I have a couple of Dan Esposito's Tyco books on order. I have collected Days of Thunder cars for awhile and decided I wanted to complete set, the ironic thing is I have multiples of some of the 'Lumina' versions but no cars without the airdam.


----------



## Grandcheapskate (Jan 5, 2006)

There are four versions of the Days of Thunder twinpack.

Days of Thunder: City Chevrolet #46 / Superflo #46
w/Lumina & w/airdam
wo/Lumina & w/airdam
wo/Lumina & wo/airdam
wo/Lumina, City wo/airdam, Superflo w/airdam

Joe


----------



## tjetsgrig (Nov 1, 2009)

I have a #27 MGD Pontiac in the package, I haven't seen another # 27.....what gives??


----------



## LeeRoy98 (Jul 8, 2005)

*Dumb question??*

Maybe this is a dumb question, but I must be missing something. How can a car with the Lumina on the windshied be so much more valuable unless in a sealed package? The windshield snaps out and can be moved from car to car... correct? What am I missing?? 
BTW, the Luminas are some of my favorite slot car bodies!

Gary
AKA LeeRoy98
www.marioncountyraceway.com


----------



## Cubic$Racing (Sep 12, 2009)

Good question leeRoy98 I was thinking the same thing. So are we putting the value on the windshield?



LeeRoy98 said:


> Maybe this is a dumb question, but I must be missing something. How can a car with the Lumina on the windshied be so much more valuable unless in a sealed package? The windshield snaps out and can be moved from car to car... correct? What am I missing??
> BTW, the Luminas are some of my favorite slot car bodies!
> 
> Gary
> ...


----------



## 2.8powerranger (Dec 13, 2004)

tjetsgrig said:


> I have a #27 MGD Pontiac in the package, I haven't seen another # 27.....what gives??


I have one also,out of the package #27 but vgc.it'the pontiac with the airdam also


----------



## Im Paul (Nov 3, 2008)

Cubic said:


> Good question leeRoy98 I was thinking the same thing. So are we putting the value on the windshield?


No,the bodies came with less sponsorship deco,like different variations.IF you will view Danny's book you will know what us tyco guys are talking about.Check out the book.research the stuff.

Are you new to collecting tyco products?


----------



## ParkRNDL (Mar 20, 2002)

========

**PROBLEMS:**
1/ Does each statement below agree with the Days of Thunder thread? (a) The thread lists four versions of the Days of Thunder twinpack. (b) LeeRoy98 describes the windshield as fixed permanently to the car. (c) The reply to Cubic says the value lies in the windshield itself. For each, answer yes or no and quote the deciding words of the thread.
2/ Can you return, word for word, the part of the Days of Thunder thread that opens with the words containing "## Im Paul (Nov" and closes with "book.research the stuff."?

========

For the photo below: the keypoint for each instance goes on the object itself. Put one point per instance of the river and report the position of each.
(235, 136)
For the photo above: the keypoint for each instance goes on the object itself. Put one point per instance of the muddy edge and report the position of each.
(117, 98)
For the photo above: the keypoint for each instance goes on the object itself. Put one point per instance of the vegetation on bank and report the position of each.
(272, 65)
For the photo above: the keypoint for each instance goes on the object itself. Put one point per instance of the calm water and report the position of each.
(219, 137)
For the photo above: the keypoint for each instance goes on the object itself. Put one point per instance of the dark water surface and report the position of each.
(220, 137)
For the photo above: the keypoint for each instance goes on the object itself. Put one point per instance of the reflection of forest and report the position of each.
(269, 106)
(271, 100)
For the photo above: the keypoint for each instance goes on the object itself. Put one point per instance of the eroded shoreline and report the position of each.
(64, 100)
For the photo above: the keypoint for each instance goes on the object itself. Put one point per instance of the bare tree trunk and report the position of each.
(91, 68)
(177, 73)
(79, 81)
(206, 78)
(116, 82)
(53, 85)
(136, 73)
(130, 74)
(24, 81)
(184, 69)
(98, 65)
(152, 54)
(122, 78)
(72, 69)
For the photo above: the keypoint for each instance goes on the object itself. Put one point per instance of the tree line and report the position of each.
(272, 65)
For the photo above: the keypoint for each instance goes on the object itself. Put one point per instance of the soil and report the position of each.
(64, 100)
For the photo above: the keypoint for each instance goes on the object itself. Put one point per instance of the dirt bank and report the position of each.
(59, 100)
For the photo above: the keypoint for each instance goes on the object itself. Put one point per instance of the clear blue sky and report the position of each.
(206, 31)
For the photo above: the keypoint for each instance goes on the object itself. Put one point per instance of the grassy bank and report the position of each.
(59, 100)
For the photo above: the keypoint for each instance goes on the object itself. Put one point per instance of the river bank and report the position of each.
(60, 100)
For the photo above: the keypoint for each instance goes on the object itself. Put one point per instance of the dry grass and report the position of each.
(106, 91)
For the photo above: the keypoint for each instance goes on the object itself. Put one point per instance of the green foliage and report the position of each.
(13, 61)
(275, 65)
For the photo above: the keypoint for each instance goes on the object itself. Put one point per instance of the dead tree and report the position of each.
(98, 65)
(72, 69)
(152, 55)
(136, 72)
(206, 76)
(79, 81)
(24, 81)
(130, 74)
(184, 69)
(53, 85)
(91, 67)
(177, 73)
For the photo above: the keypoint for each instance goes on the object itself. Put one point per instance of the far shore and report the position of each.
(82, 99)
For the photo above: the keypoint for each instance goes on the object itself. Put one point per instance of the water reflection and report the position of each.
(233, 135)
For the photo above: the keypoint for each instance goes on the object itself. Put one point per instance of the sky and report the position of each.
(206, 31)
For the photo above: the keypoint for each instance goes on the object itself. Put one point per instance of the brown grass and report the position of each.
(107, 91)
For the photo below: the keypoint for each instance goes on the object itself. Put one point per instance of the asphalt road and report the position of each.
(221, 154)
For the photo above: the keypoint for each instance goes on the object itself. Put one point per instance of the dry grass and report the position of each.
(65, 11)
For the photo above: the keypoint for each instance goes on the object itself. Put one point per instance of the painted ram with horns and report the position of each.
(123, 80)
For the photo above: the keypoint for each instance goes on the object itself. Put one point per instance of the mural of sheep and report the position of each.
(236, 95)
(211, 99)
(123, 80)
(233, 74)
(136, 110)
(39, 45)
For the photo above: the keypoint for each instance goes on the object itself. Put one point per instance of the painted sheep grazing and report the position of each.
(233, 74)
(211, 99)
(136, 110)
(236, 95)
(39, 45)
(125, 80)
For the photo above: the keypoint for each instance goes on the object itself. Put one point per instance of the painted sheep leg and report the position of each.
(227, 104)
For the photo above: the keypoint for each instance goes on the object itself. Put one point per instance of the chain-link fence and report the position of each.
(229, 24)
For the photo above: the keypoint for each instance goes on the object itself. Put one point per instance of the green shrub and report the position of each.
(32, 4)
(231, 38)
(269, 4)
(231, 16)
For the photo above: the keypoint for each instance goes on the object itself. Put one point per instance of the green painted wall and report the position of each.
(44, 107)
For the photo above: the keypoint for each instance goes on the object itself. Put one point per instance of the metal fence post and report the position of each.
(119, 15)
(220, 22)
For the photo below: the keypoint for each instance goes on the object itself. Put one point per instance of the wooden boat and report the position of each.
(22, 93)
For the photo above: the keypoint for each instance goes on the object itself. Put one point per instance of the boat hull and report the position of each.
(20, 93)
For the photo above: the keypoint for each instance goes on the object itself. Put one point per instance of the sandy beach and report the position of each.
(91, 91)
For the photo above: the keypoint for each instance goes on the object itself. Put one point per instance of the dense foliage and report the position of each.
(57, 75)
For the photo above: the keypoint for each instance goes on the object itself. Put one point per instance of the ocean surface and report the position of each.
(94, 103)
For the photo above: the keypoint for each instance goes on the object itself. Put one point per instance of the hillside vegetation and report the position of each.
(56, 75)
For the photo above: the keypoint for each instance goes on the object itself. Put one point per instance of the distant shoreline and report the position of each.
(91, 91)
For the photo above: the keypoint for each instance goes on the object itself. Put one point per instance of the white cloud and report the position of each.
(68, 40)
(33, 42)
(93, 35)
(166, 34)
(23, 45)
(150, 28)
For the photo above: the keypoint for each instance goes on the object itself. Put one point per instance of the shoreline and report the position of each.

========

**ANSWERS TO THE EXERCISES:**
1/
(a) Yes: "There are four versions of the Days of Thunder twinpack."
(b) No: "The windshield snaps out and can be moved from car to car... correct?"
(c) No: "No,the bodies came with less sponsorship deco,like different variations."

2/
## Im Paul (Nov 3, 2008)

Cubic said:


> Good question leeRoy98 I was thinking the same thing. So are we putting the value on the windshield?


No,the bodies came with less sponsorship deco,like different variations.IF you will view Danny's book you will know what us tyco guys are talking about.Check out the book.research the stuff.